> **SET PROBLEM**:
Restate the data word for word and leave the images out.

[Records of labeled points]
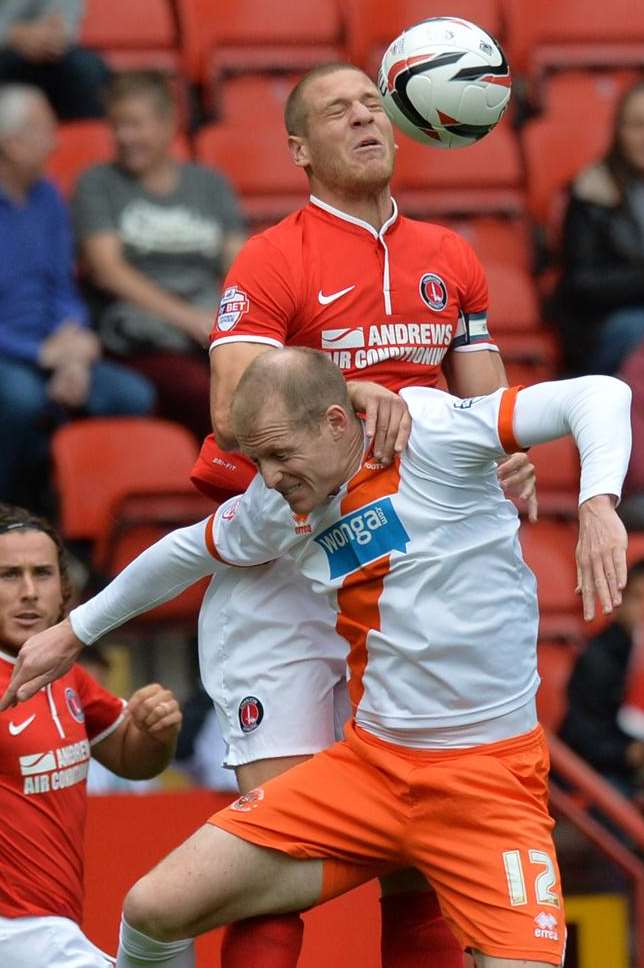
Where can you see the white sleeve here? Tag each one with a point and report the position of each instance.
(160, 573)
(595, 410)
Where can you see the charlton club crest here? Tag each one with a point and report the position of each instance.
(251, 713)
(433, 291)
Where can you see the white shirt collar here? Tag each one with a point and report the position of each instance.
(357, 221)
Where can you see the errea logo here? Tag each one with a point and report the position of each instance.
(546, 926)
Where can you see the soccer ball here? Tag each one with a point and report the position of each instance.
(445, 82)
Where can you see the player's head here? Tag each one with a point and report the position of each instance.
(338, 131)
(630, 613)
(292, 416)
(27, 131)
(34, 583)
(141, 110)
(626, 155)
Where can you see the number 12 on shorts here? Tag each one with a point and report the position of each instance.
(543, 881)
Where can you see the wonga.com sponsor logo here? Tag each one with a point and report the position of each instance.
(362, 537)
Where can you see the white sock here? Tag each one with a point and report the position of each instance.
(137, 949)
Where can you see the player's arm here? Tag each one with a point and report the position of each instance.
(228, 362)
(596, 412)
(474, 374)
(158, 574)
(143, 744)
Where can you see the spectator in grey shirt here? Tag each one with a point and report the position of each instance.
(39, 45)
(156, 236)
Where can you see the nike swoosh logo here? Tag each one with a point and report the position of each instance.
(17, 730)
(325, 300)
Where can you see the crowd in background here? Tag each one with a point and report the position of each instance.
(106, 302)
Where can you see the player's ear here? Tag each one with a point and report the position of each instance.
(299, 151)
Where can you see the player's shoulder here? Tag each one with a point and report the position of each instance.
(436, 410)
(435, 234)
(105, 174)
(286, 233)
(280, 244)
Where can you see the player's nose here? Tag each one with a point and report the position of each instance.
(28, 588)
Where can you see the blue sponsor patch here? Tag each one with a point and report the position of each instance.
(362, 537)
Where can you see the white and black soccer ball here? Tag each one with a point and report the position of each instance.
(445, 82)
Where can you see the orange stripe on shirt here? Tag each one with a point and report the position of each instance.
(359, 597)
(506, 421)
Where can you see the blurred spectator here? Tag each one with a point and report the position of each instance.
(600, 298)
(156, 236)
(604, 681)
(38, 45)
(49, 366)
(201, 748)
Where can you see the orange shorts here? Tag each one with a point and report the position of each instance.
(474, 821)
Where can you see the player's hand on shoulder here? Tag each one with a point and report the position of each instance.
(601, 555)
(517, 478)
(388, 423)
(156, 711)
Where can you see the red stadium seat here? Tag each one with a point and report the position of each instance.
(85, 143)
(123, 483)
(372, 25)
(132, 33)
(257, 161)
(525, 374)
(261, 97)
(556, 659)
(482, 179)
(496, 239)
(549, 550)
(543, 36)
(555, 150)
(538, 348)
(557, 469)
(589, 94)
(80, 144)
(237, 36)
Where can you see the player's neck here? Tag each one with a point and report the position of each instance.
(374, 209)
(14, 183)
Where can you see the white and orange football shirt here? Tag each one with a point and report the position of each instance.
(46, 747)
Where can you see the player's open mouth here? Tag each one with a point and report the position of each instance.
(367, 143)
(290, 491)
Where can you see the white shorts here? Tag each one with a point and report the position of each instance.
(272, 662)
(47, 942)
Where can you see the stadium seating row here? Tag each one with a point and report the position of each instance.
(123, 514)
(207, 37)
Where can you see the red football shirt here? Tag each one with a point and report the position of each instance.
(44, 756)
(387, 306)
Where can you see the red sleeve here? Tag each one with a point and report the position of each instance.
(259, 297)
(102, 709)
(474, 298)
(220, 474)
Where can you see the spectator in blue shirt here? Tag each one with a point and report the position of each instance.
(50, 366)
(39, 45)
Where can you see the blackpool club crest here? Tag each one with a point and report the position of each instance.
(251, 713)
(433, 291)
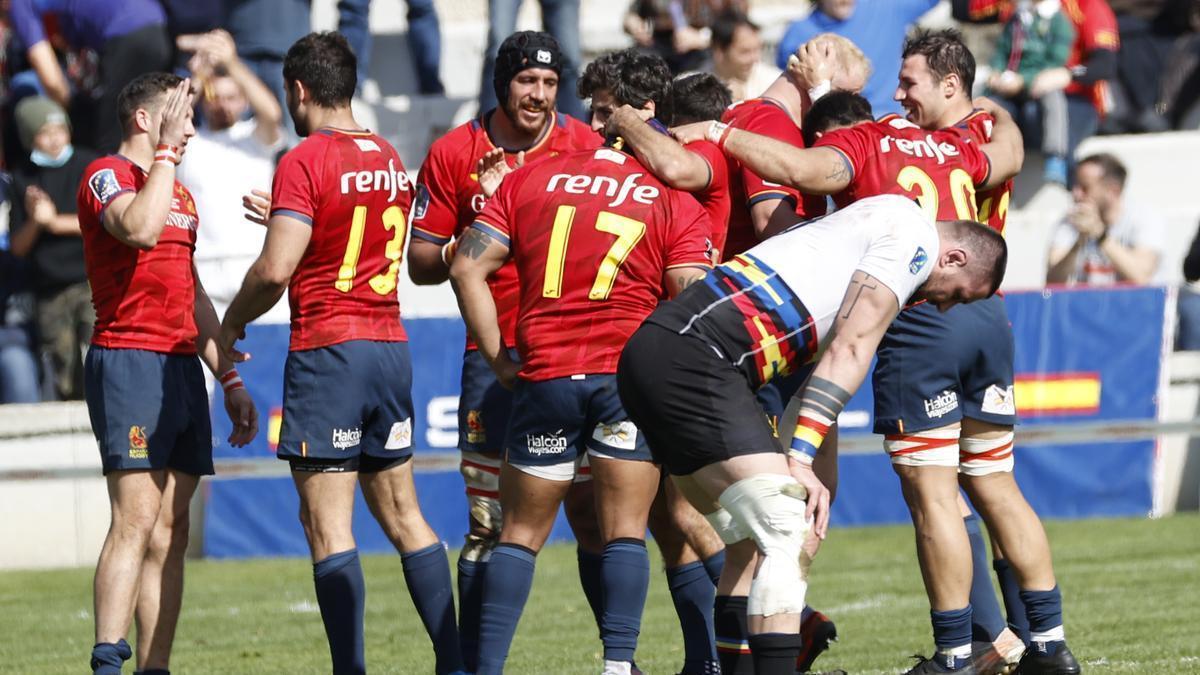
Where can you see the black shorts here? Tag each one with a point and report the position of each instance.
(694, 407)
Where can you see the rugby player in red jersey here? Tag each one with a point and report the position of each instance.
(525, 127)
(597, 242)
(145, 392)
(340, 208)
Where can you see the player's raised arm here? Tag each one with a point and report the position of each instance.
(138, 219)
(666, 159)
(478, 256)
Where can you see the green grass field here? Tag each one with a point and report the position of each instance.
(1132, 591)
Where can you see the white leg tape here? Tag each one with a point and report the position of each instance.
(726, 529)
(771, 508)
(933, 447)
(983, 457)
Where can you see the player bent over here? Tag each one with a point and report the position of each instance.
(688, 376)
(340, 205)
(145, 392)
(597, 242)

> **THE COMPLETED TASK**:
Where can you see the white sleeve here? Tag each one with a point and report the position of each instance.
(160, 573)
(595, 410)
Where can you see the charlton club crest here? Tag each one with a point and report the position of each instance.
(251, 713)
(433, 291)
Where can you see the white shirt collar here? Tag each one with a point and report the position of each instance.
(357, 221)
Where can you see the errea logo here? Tag each one with a point and report the position of each instance.
(546, 926)
Where can you see the soccer ball here? Tag each one with a point and report the position of each instance.
(445, 82)
Where can you see the player's head here? Tag each one with a point and report the position of each instance.
(338, 131)
(630, 613)
(292, 416)
(27, 131)
(34, 583)
(141, 110)
(626, 155)
Where can you see the number 12 on shorts here? Tag each one with a point and report the position of each instance.
(543, 881)
Where can you see the wonga.com sponsor logo here? Tag each one with a point and report the position of each instance.
(362, 537)
Where can you see the white sock here? Tag each one with a point and report the position of each instance.
(137, 949)
Where can you see the player's arm here? Tag each one with a point and report the position of each instance.
(228, 362)
(596, 412)
(474, 374)
(158, 574)
(143, 744)
Where can you see the spectator in grey shirt here? Tag each one with a point and report the position of each instance.
(39, 45)
(156, 236)
Where can you see the nike swoosh logo here? Tag each one with a point and report the position of each instance.
(17, 730)
(325, 300)
Where can you see the crowd in background here? Tag each one with a point and report the position of each instance.
(106, 302)
Where can you see the player's ear here? Tag each one with a point and report the position of each instance.
(299, 151)
Where can you see the player's shoulder here? Tag each one with a point and report the position of each instance.
(436, 410)
(435, 234)
(105, 174)
(286, 233)
(280, 244)
Where can you see the player's nose here? Tag each one with a point and report the position of each instance.
(28, 588)
Where can you see the blue sponsor patch here? Tag each one with a point and report the position of each instance.
(362, 537)
Where can you see the white and black soccer ball here? Tag each one with a point and report the position of each instance.
(445, 82)
Where can you see the orange stripe on shirt here? Tag each one with a point and report the position of each instance.
(359, 597)
(506, 421)
Where can you see the blurred spectator here? Tag each one with a point and report the position of each instance.
(600, 298)
(156, 236)
(604, 681)
(38, 45)
(49, 366)
(201, 748)
Where can you see the orange shorts here? Tag each one with a point and report the position of each instance.
(474, 821)
Where can you see the player's hand on shoulder here? Tag each one with a point and report the position of each instance.
(601, 555)
(517, 478)
(388, 423)
(156, 711)
Where can you see the red stadium seat here? Tag each one with a point and report the position of each instance.
(85, 143)
(123, 483)
(372, 25)
(132, 33)
(257, 161)
(525, 374)
(261, 97)
(556, 659)
(482, 179)
(496, 239)
(549, 550)
(543, 36)
(555, 150)
(538, 348)
(557, 469)
(589, 94)
(80, 144)
(237, 36)
Where can you see the player's neck here? Tag each one with a point and report the position of each instance.
(374, 209)
(14, 183)
Where can you see the white and orange football shirt here? Tag each one with a point and report the position of each instance.
(46, 747)
Where can you see the player's open mouth here? Tag each one with a point and report the position of each instance.
(367, 143)
(290, 491)
Where can you see the white shorts here? Tag each one with a point and report the position of each instance.
(272, 662)
(47, 942)
Where can you see the stadium seating row here? Tag each one with a point and report the position of each instance.
(123, 514)
(207, 37)
Where can you see the red football shirt here? Tag each one with a point and report the position of each instance.
(44, 756)
(387, 306)
Where can you see the red sleeve here? Tag each one with a point and report the position of each instance.
(259, 297)
(102, 709)
(474, 298)
(220, 474)
Where can you see the spectator in blue shirt here? Tag each one with a point and report the position of each instance.
(50, 366)
(39, 45)
Where can you see the blackpool club crest here? Tag each one with a point and report the position of each instance.
(251, 713)
(433, 291)
Where can you see the black shorts here? Tag each one with a point and report the position of each instance.
(694, 407)
Where can you see the rugby player in red jersey here? Tag each one with a point and report the position of each instance.
(525, 127)
(597, 242)
(145, 392)
(340, 208)
Where can you see the player's raised arm here? Tag each one with a point and report the position of each instance.
(138, 219)
(666, 159)
(478, 256)
Where can you see the green grass field here? Tag each one with a point and report the position of each instance.
(1132, 591)
Where can you see the white leg tape here? Tag each one with a point and report the position of each instance.
(726, 529)
(771, 508)
(933, 447)
(983, 457)
Where can you see the player bent over here? Tag each one with a point and report the position of each instance.
(688, 376)
(340, 205)
(145, 392)
(597, 242)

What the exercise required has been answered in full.